Supplied data section start

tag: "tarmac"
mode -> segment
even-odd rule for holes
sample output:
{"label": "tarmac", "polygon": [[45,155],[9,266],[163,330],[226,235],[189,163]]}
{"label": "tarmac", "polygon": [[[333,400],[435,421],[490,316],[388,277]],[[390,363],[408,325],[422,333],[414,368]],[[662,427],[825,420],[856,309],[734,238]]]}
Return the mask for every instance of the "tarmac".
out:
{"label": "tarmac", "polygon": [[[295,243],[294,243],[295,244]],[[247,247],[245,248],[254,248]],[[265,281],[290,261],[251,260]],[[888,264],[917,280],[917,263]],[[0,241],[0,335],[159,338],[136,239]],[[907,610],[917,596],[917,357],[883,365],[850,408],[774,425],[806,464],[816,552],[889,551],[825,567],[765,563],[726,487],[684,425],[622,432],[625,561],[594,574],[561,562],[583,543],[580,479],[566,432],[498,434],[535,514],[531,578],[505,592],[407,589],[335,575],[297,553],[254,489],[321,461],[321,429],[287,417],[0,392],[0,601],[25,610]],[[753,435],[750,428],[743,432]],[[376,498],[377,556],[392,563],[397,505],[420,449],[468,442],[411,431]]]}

Supplied data section end
Supplied data section start

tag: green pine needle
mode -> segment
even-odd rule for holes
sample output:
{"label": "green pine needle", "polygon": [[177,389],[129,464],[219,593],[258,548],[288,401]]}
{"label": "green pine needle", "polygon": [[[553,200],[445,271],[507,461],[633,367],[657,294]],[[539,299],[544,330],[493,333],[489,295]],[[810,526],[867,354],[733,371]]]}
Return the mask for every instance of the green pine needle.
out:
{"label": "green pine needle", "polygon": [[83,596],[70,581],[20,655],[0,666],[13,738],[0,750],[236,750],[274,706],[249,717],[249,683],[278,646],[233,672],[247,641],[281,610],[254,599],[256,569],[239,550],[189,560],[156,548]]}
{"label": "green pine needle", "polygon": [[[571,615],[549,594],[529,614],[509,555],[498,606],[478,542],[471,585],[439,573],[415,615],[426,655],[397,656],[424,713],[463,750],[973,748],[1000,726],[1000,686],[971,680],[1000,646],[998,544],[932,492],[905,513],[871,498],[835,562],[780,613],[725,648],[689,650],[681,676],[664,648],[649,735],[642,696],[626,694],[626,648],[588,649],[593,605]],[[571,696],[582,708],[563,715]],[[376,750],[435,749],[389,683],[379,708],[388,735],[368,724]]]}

Supplied data section end

Lines holding the word "instance" in the entries above are the ones to pull out. Copy them all.

Return the mask for every instance of the "tarmac".
Return the mask for every instance of the green pine needle.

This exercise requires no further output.